[Task input — start]
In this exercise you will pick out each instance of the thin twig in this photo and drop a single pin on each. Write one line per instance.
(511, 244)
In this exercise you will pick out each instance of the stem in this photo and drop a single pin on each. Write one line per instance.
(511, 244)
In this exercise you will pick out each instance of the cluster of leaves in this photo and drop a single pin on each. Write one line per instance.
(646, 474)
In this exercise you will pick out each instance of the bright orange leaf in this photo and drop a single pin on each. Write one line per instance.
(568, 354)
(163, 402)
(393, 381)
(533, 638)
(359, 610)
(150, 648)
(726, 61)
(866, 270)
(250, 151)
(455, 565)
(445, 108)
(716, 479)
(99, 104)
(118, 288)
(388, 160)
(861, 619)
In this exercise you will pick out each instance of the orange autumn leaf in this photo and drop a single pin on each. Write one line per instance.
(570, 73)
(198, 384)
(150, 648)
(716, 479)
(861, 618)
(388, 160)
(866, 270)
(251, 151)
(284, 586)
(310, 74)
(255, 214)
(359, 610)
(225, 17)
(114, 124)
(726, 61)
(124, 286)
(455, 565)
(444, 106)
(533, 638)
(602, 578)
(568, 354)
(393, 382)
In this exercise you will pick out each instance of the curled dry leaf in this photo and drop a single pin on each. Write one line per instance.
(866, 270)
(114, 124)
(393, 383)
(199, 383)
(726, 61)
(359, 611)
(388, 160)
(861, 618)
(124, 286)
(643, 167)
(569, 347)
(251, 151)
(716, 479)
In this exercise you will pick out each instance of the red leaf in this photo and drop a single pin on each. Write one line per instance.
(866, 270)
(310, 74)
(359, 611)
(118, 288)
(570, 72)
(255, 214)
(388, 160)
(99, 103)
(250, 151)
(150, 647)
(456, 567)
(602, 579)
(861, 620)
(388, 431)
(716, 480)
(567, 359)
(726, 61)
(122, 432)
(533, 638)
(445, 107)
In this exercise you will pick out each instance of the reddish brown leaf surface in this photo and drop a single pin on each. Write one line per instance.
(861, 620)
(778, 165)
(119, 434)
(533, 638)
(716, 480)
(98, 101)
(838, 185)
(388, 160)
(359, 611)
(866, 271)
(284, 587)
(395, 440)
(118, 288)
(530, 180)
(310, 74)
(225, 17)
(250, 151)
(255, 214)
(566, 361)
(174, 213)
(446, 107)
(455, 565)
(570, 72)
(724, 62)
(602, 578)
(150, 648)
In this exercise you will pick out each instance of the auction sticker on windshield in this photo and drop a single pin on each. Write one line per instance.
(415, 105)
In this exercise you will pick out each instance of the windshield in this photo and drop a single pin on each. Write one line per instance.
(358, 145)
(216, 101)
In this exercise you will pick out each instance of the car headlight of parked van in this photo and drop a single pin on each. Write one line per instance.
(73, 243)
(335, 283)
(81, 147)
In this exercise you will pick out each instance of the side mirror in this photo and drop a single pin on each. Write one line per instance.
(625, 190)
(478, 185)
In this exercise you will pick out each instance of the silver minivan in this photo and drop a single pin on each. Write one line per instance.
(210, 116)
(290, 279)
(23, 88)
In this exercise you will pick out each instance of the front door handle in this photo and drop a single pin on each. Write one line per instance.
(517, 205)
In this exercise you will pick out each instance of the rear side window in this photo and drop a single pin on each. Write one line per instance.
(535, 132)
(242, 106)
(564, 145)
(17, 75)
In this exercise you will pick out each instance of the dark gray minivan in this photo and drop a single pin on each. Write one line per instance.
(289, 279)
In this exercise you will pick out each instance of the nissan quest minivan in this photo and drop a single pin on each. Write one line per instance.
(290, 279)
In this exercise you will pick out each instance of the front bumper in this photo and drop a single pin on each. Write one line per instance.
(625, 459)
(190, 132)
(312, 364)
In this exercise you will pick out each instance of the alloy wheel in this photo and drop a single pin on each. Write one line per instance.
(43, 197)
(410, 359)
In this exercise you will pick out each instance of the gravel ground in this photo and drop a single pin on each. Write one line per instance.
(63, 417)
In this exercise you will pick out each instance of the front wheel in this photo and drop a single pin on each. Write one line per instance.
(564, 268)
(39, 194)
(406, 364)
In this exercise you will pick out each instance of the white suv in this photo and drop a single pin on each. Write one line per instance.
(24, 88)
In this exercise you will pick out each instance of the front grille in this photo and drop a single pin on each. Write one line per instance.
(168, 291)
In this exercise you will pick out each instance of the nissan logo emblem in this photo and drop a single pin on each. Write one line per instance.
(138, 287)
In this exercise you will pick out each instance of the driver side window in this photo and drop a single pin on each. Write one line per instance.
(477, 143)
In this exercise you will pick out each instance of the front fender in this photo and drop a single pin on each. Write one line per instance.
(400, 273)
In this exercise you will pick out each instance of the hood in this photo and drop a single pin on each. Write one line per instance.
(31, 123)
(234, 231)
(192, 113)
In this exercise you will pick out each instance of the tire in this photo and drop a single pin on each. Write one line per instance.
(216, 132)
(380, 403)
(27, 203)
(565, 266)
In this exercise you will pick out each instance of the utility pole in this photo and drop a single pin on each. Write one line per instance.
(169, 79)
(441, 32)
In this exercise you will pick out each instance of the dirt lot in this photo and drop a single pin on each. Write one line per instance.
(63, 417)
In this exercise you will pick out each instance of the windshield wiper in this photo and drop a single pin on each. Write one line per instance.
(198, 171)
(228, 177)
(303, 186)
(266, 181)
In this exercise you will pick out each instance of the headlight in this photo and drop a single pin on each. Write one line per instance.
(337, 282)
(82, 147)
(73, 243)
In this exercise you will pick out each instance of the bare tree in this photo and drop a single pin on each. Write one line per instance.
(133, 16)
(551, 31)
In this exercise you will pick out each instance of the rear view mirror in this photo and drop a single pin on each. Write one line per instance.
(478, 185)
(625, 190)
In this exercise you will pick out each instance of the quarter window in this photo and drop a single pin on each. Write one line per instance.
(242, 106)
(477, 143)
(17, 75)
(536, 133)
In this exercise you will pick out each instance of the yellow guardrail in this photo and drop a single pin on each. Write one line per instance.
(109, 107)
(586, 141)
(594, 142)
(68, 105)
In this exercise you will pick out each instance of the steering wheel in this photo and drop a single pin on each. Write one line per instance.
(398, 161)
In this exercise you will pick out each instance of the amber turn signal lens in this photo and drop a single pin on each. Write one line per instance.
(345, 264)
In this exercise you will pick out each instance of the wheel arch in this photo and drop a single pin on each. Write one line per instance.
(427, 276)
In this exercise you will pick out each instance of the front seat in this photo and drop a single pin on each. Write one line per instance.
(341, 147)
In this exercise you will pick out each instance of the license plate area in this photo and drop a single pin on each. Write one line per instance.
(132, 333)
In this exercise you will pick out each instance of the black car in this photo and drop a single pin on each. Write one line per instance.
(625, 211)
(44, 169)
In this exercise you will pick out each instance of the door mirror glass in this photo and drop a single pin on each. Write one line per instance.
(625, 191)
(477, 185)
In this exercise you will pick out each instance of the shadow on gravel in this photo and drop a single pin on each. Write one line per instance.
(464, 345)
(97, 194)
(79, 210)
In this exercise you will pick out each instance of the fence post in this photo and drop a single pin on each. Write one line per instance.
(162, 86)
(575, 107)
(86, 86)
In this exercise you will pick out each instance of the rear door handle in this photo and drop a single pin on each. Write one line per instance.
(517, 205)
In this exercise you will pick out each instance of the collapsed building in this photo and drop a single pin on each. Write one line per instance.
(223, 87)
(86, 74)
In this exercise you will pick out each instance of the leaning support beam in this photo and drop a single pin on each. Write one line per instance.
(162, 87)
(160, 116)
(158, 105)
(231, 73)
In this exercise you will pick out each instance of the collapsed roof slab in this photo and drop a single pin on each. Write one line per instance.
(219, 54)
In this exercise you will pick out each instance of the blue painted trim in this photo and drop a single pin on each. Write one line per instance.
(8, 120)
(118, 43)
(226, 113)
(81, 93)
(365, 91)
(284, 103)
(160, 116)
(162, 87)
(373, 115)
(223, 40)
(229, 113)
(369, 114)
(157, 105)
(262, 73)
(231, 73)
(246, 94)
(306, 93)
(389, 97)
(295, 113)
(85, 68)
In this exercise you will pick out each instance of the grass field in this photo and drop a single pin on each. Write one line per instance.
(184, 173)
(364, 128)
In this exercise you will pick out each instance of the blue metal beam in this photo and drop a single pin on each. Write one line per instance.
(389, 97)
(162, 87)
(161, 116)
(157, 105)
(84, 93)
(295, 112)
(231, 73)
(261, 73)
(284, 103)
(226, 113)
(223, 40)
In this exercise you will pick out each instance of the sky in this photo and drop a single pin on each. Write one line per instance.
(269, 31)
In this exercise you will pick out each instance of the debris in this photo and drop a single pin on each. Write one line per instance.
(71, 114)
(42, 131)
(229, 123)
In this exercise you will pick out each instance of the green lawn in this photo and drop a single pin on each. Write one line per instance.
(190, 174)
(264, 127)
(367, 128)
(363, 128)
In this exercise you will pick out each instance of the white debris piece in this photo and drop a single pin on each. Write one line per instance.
[Task input — finish]
* About this task *
Restate exactly the lines running from the line with "of the debris" to the end of the entries above, both ends included.

* Response area *
In this exercise you will pick out each instance of the debris in this photo and drop a single pin on each. Write one line per instance.
(71, 114)
(42, 131)
(229, 123)
In this exercise you will pick out each instance of the green lawn in this photo and drop a single pin on each. Write one line per instance.
(190, 174)
(264, 127)
(367, 128)
(363, 128)
In this exercise you will pick out each instance of the white debris piece in this photo and drop a single pin on each. Write one line per instance.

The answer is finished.